Render the records, starting at the line containing "Put a dot on each instance of the wheel" and ending at the last line of the records, as a Markdown table with a Row column for the running number and a Line column for each line's text, omitting blank lines.

§ **Source data**

########

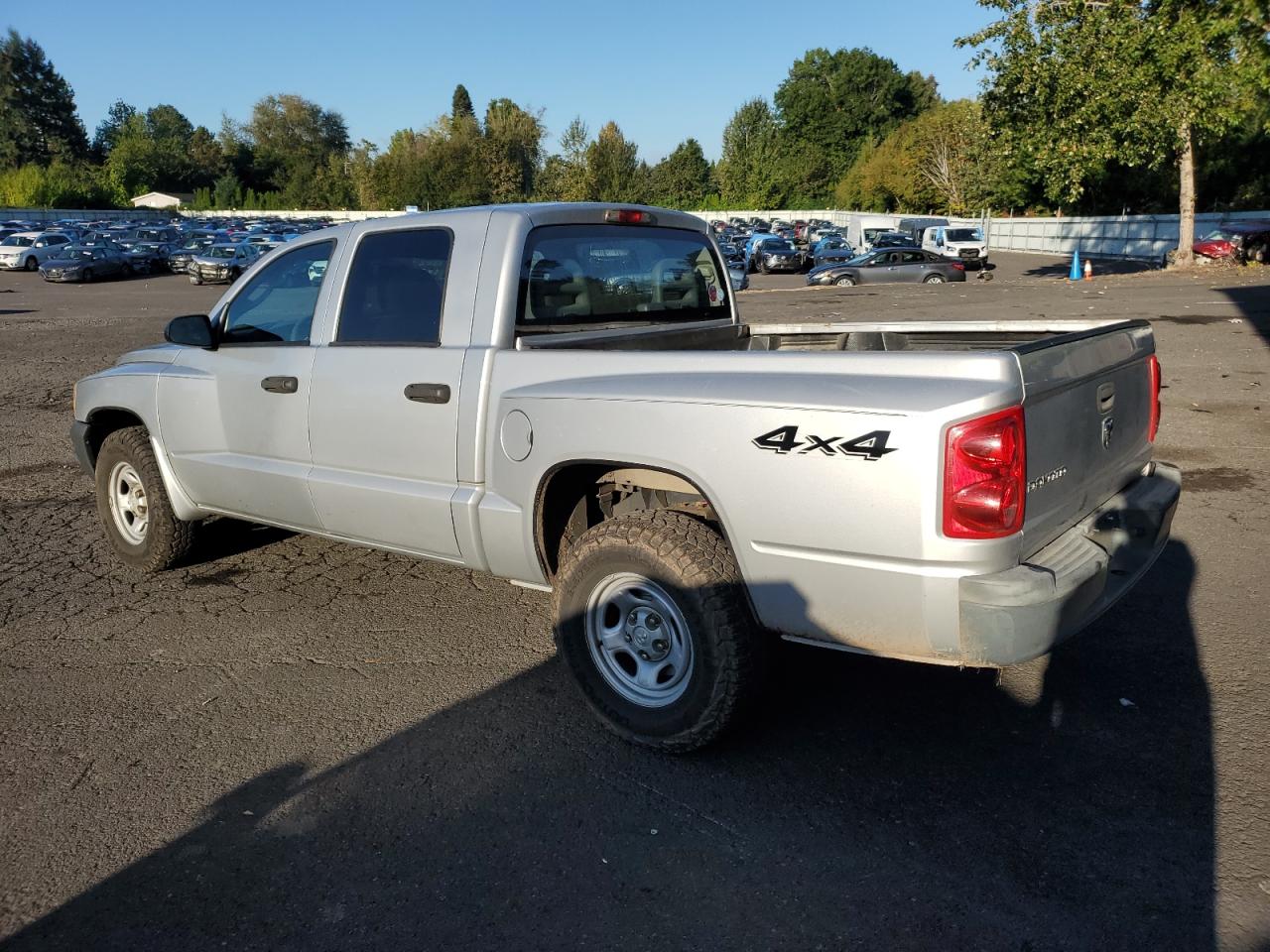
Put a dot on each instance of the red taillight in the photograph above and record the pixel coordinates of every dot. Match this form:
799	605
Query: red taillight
984	471
629	216
1153	382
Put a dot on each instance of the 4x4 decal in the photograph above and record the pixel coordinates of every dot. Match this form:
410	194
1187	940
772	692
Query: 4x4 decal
784	439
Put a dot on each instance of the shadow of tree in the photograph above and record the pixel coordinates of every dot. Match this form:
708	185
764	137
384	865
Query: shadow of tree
869	803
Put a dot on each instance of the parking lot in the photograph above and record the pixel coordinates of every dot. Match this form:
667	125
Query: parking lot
295	744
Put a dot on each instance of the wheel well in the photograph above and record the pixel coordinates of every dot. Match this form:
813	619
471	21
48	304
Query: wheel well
104	421
575	497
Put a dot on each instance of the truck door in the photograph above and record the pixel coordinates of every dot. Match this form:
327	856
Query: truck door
384	412
235	420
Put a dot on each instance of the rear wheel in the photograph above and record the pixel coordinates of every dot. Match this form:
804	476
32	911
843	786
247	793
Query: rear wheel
654	626
132	504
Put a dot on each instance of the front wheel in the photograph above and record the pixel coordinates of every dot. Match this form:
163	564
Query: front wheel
132	504
654	626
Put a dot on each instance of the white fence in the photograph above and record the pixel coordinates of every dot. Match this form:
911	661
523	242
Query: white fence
46	214
1148	236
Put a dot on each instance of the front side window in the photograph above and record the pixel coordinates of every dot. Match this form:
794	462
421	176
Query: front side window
397	289
617	276
277	304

########

§ **Answer to this exercise**
| Row | Line |
|---|---|
| 1 | Put a dot on each instance of the wheel well in the photograph above and record the pixel coordinates of every dot. Match this form: |
| 2 | 813	619 |
| 3 | 471	21 |
| 4 | 48	304 |
| 5 | Query: wheel well |
| 6 | 104	421 |
| 7 | 575	497 |
| 8 | Put a dot on each instance of the truck door in the photograph above and record the pixel coordinates of every dot. Match this form: |
| 9 | 327	856 |
| 10 | Query: truck door |
| 11 | 384	412 |
| 12 | 235	420 |
| 13 | Put a dot on each instance of the rear wheel in the photograph above and record the pixel coordinates of every dot. Match this form: |
| 14 | 804	476 |
| 15 | 32	911 |
| 16 | 843	786 |
| 17 | 247	793 |
| 18 | Query: rear wheel |
| 19 | 654	626 |
| 20 | 132	504 |
| 21 | Put a dot on each instance of the front wheel in the photograph above and record the pixel coordinates of every dot. Match this form: |
| 22 | 163	564 |
| 23 | Query: front wheel |
| 24 | 132	504 |
| 25 | 654	626 |
| 26 | Put a dot on each instance of the white fence in the photograph above and record the pixel coordinates of every dot. Match this form: |
| 27 | 911	661 |
| 28 | 523	242 |
| 29 | Query: white fence |
| 30 | 46	214 |
| 31 | 1148	236 |
| 32 | Put a dot on each instance of the front side window in the photograph above and record the pixel coordinates of every dot. Match this form: |
| 33 | 794	462 |
| 34 | 421	176 |
| 35 | Query: front side window |
| 36 | 397	289 |
| 37 | 617	276 |
| 38 | 277	304 |